* What is expected
Which lines in the records below contain the string "hand", with case counting? Copy out every one of them.

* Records
**********

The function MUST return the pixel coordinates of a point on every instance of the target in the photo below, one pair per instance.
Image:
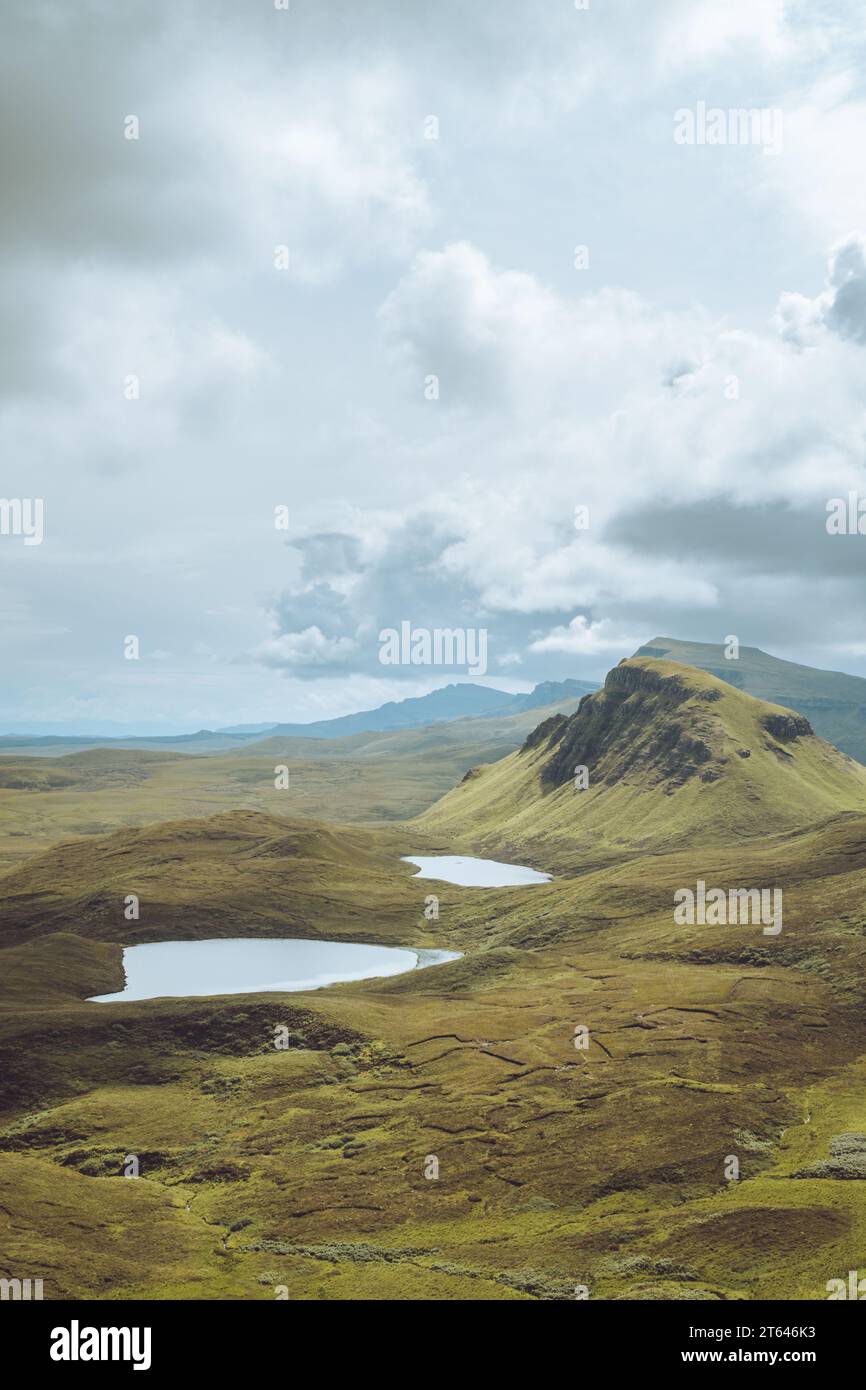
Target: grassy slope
(831, 701)
(558, 1166)
(648, 788)
(364, 777)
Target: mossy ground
(559, 1166)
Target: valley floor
(560, 1168)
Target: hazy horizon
(312, 338)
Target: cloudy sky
(325, 207)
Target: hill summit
(662, 756)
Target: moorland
(617, 1104)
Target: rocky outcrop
(847, 1159)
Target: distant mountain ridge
(456, 701)
(831, 701)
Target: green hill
(673, 756)
(833, 702)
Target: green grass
(558, 1166)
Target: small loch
(243, 965)
(474, 873)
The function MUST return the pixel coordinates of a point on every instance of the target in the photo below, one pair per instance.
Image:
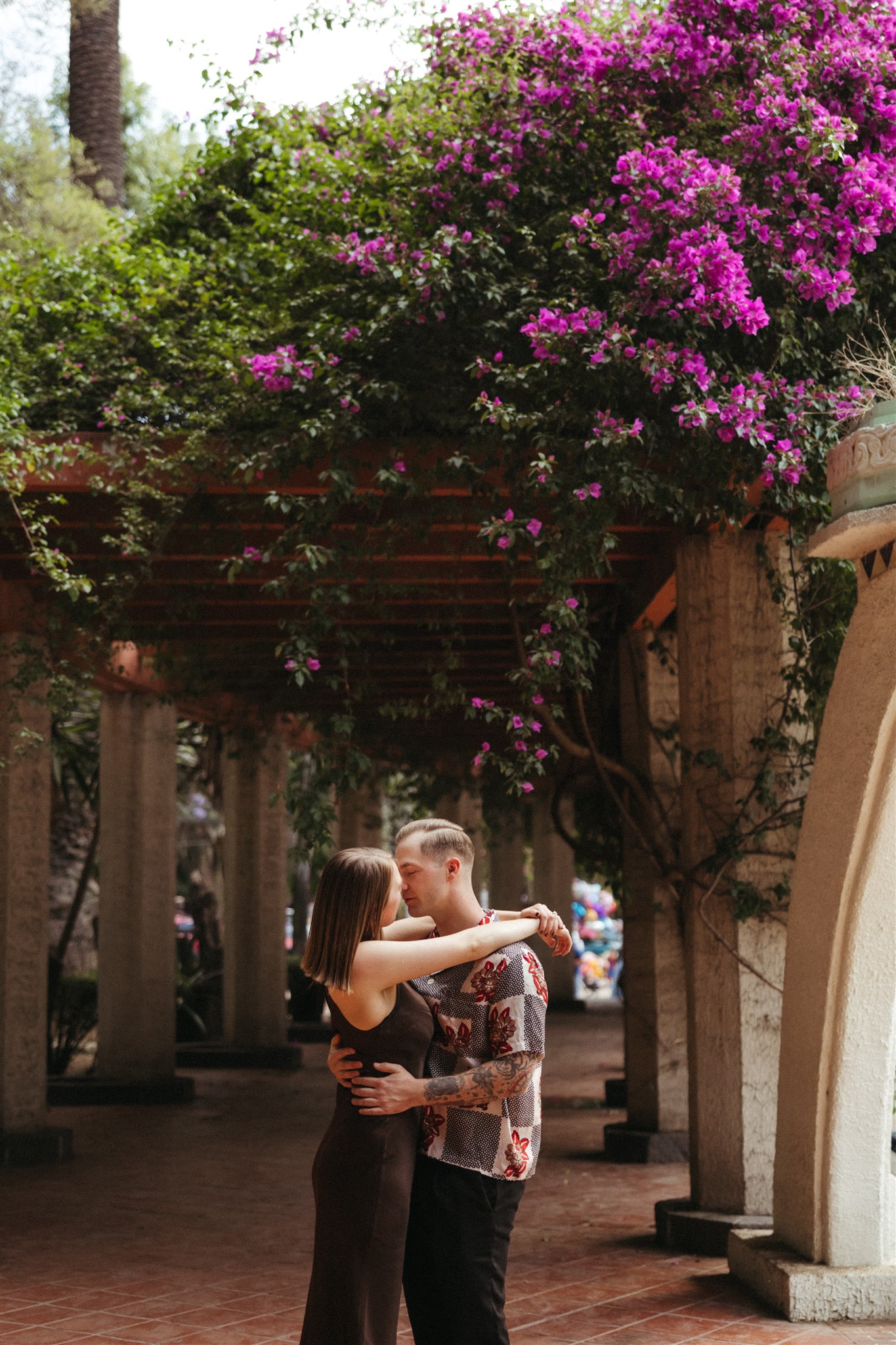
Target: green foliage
(319, 233)
(74, 1017)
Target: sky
(324, 65)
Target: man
(480, 1098)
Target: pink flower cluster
(280, 369)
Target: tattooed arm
(501, 1078)
(399, 1090)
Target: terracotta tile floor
(194, 1224)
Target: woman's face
(394, 899)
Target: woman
(364, 1165)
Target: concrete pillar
(465, 808)
(24, 908)
(554, 871)
(507, 860)
(832, 1254)
(731, 650)
(359, 818)
(255, 898)
(656, 1009)
(137, 884)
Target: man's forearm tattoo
(494, 1079)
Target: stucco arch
(834, 1197)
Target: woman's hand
(343, 1063)
(551, 929)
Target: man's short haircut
(440, 839)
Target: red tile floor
(194, 1224)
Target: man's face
(425, 883)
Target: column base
(625, 1143)
(202, 1055)
(28, 1147)
(809, 1293)
(117, 1093)
(704, 1232)
(616, 1094)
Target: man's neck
(461, 911)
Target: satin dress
(362, 1178)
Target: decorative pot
(861, 470)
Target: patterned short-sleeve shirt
(482, 1011)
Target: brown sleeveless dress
(362, 1178)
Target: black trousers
(456, 1254)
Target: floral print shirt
(482, 1011)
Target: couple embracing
(440, 1025)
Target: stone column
(137, 885)
(731, 650)
(255, 899)
(359, 818)
(656, 1009)
(465, 808)
(507, 860)
(24, 907)
(832, 1254)
(554, 871)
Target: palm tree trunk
(95, 97)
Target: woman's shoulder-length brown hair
(349, 907)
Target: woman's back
(362, 1176)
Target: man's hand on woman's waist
(477, 1087)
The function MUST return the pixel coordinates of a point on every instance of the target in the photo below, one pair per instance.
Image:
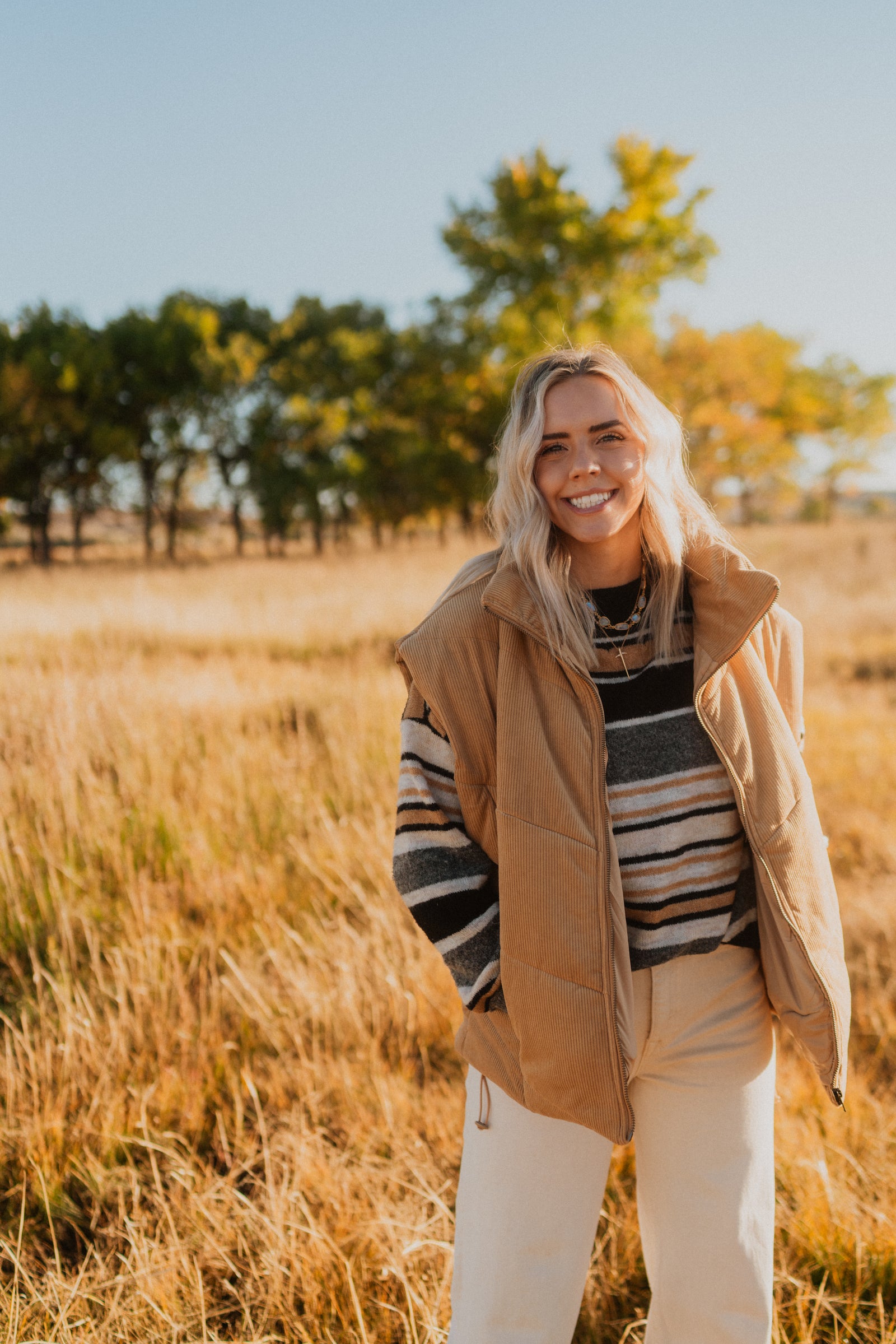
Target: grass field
(230, 1101)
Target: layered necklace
(624, 628)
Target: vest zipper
(624, 1068)
(834, 1092)
(573, 674)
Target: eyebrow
(593, 429)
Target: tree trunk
(45, 551)
(832, 497)
(148, 477)
(237, 523)
(77, 540)
(171, 530)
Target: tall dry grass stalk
(230, 1101)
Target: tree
(332, 373)
(746, 399)
(53, 435)
(544, 267)
(855, 417)
(155, 371)
(234, 356)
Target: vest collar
(730, 600)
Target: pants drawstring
(484, 1124)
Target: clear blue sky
(274, 147)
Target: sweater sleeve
(446, 881)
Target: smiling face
(590, 473)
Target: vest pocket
(554, 917)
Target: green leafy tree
(746, 399)
(54, 439)
(234, 374)
(155, 379)
(546, 267)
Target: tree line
(332, 415)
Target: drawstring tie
(484, 1124)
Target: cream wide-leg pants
(703, 1089)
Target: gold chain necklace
(627, 627)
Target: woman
(606, 828)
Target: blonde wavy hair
(673, 517)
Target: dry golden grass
(230, 1101)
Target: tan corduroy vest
(530, 750)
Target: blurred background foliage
(334, 416)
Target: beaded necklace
(627, 627)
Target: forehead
(586, 397)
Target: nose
(584, 460)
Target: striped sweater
(687, 870)
(448, 882)
(687, 873)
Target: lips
(585, 503)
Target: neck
(606, 564)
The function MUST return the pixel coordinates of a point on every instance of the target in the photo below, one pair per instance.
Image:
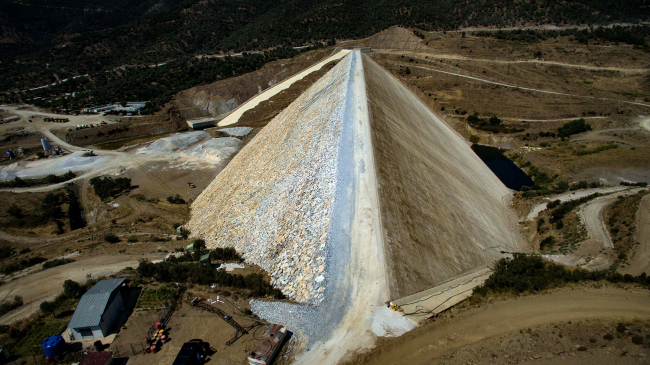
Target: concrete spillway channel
(354, 195)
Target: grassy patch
(621, 223)
(531, 274)
(154, 298)
(589, 151)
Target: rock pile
(273, 202)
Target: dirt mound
(176, 142)
(393, 38)
(214, 150)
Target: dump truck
(268, 345)
(193, 352)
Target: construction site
(336, 210)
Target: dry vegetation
(621, 222)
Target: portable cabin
(268, 345)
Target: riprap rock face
(273, 202)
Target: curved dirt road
(47, 284)
(568, 196)
(523, 88)
(591, 214)
(426, 344)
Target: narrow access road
(234, 116)
(640, 261)
(430, 342)
(572, 195)
(523, 88)
(591, 214)
(533, 61)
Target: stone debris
(236, 131)
(273, 202)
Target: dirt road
(591, 214)
(47, 284)
(645, 124)
(426, 344)
(533, 61)
(523, 88)
(234, 116)
(640, 262)
(571, 195)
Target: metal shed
(98, 311)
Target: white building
(99, 312)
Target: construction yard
(346, 182)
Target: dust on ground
(459, 333)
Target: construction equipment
(395, 307)
(199, 303)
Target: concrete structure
(99, 312)
(202, 123)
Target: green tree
(15, 211)
(72, 289)
(48, 307)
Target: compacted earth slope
(442, 208)
(354, 194)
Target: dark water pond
(511, 175)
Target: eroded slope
(442, 209)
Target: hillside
(75, 38)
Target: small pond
(511, 175)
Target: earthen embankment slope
(443, 212)
(273, 202)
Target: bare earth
(427, 344)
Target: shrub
(553, 204)
(573, 127)
(111, 238)
(175, 199)
(6, 307)
(15, 211)
(72, 289)
(494, 120)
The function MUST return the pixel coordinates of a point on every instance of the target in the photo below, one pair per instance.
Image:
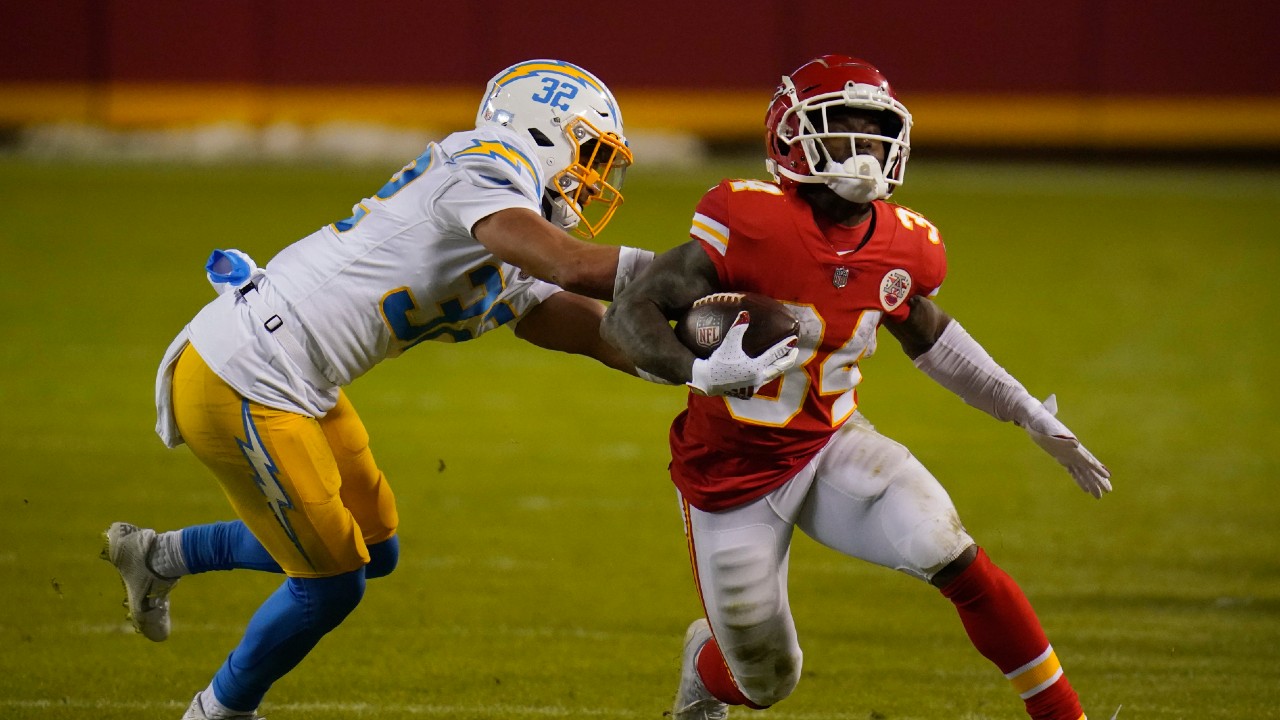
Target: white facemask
(560, 213)
(864, 182)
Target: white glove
(229, 269)
(730, 370)
(1052, 436)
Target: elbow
(609, 329)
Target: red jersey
(840, 282)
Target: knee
(329, 598)
(383, 557)
(746, 591)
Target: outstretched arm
(639, 323)
(947, 354)
(524, 238)
(571, 323)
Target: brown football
(705, 323)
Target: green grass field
(543, 569)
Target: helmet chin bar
(592, 186)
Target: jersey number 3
(836, 374)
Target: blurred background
(297, 77)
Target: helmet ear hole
(540, 137)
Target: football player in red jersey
(796, 452)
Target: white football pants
(864, 496)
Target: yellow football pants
(309, 488)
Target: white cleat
(146, 595)
(693, 700)
(196, 711)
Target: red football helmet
(796, 123)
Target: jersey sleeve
(711, 226)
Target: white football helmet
(576, 127)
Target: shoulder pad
(492, 158)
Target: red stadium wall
(1084, 72)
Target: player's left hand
(1052, 437)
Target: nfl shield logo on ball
(707, 332)
(895, 287)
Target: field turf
(544, 572)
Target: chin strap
(631, 263)
(958, 363)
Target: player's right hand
(1052, 437)
(730, 370)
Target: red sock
(717, 678)
(1005, 630)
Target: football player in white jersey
(467, 237)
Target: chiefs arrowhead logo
(895, 287)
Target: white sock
(165, 559)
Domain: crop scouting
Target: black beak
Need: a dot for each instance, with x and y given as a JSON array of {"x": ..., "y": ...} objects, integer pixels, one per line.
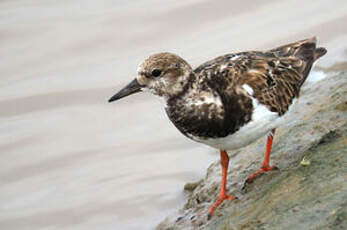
[{"x": 131, "y": 88}]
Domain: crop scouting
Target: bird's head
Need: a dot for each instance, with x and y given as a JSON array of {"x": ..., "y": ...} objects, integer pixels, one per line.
[{"x": 163, "y": 74}]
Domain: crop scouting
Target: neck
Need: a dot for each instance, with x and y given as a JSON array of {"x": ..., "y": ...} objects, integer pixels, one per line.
[{"x": 180, "y": 88}]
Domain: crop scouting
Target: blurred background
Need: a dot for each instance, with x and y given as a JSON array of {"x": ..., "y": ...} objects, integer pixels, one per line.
[{"x": 71, "y": 160}]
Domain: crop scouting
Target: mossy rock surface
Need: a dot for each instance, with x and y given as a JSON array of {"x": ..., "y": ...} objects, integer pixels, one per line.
[{"x": 298, "y": 196}]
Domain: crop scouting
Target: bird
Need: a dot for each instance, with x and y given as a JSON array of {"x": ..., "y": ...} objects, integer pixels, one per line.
[{"x": 230, "y": 101}]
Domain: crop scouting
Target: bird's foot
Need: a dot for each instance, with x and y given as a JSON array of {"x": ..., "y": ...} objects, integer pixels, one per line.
[
  {"x": 219, "y": 202},
  {"x": 260, "y": 172}
]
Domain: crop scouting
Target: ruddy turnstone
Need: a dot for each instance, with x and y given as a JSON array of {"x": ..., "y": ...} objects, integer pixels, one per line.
[{"x": 230, "y": 101}]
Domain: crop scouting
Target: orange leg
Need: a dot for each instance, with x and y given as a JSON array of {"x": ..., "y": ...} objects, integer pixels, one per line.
[
  {"x": 222, "y": 195},
  {"x": 266, "y": 164}
]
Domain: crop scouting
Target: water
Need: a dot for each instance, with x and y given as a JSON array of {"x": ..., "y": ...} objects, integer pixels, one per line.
[{"x": 71, "y": 160}]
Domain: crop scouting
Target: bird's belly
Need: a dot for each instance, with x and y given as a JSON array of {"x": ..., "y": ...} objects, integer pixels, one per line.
[{"x": 263, "y": 121}]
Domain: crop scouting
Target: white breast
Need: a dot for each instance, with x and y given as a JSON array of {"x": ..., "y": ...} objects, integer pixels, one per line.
[{"x": 263, "y": 120}]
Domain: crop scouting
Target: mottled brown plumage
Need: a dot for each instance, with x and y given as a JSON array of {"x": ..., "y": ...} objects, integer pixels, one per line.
[{"x": 230, "y": 101}]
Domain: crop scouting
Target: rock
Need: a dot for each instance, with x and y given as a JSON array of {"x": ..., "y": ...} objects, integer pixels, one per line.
[{"x": 313, "y": 196}]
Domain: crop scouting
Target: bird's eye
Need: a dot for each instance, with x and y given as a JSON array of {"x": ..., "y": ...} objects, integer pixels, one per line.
[{"x": 156, "y": 72}]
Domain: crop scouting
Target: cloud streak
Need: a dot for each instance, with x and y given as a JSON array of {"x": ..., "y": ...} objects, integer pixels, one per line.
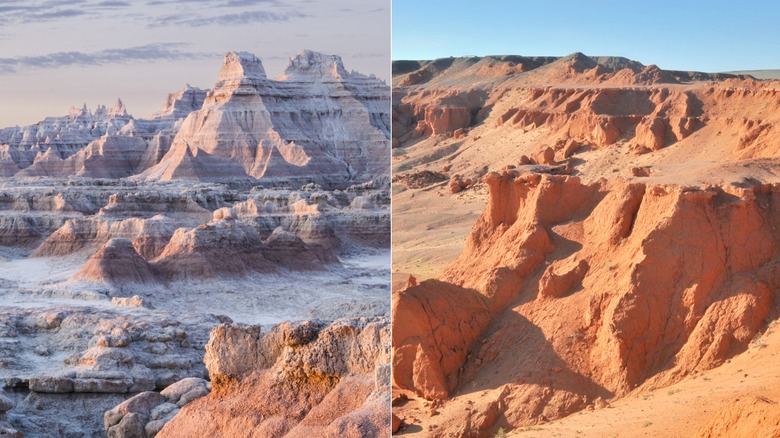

**********

* Exercise answer
Target: woman's hand
Target: man's hand on woman's waist
Target: player's left hand
Target: player's right hand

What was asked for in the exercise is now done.